##### Data shown
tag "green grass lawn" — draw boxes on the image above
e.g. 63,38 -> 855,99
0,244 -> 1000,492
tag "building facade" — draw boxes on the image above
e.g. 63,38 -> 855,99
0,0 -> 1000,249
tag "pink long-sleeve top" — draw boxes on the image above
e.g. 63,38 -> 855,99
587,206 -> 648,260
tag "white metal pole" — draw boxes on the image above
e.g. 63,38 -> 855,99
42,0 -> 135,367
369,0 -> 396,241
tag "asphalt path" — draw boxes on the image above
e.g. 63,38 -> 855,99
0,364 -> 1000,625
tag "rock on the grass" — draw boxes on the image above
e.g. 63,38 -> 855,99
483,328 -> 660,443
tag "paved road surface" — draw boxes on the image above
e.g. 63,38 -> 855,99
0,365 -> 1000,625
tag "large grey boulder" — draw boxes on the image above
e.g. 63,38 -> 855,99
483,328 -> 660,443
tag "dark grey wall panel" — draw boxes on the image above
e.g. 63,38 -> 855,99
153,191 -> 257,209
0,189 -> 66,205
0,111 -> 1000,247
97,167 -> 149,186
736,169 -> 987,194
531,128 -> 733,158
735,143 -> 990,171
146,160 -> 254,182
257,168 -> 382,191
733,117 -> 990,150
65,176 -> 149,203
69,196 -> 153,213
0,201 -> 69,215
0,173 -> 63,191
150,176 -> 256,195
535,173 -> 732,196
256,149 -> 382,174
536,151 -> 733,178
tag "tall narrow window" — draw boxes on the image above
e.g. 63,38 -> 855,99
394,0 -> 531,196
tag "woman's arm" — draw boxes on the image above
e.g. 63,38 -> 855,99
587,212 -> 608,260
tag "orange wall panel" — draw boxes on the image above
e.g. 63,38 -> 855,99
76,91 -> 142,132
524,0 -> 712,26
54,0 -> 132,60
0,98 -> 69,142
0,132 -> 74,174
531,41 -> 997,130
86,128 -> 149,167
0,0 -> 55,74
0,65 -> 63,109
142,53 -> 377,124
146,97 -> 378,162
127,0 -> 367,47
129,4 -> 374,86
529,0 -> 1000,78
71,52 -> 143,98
##########
##### Data shown
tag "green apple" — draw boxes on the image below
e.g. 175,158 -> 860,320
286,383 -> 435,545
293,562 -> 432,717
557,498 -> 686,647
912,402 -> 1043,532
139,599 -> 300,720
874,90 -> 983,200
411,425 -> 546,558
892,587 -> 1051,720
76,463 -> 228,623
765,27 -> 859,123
##########
##### Data shown
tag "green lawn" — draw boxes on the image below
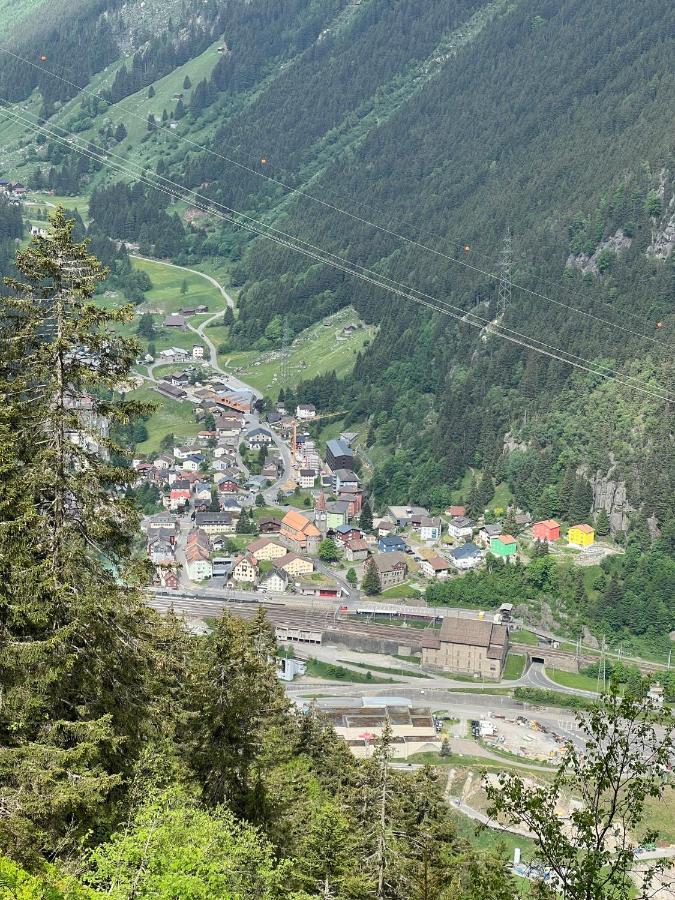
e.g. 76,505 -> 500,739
##########
What the task requires:
From the records above, copy each line that contains the string "panel".

Answer for this exercise:
tag "dark grey wall panel" — draw boxes on the image above
tag "orange wall panel" — draw boxes on the image above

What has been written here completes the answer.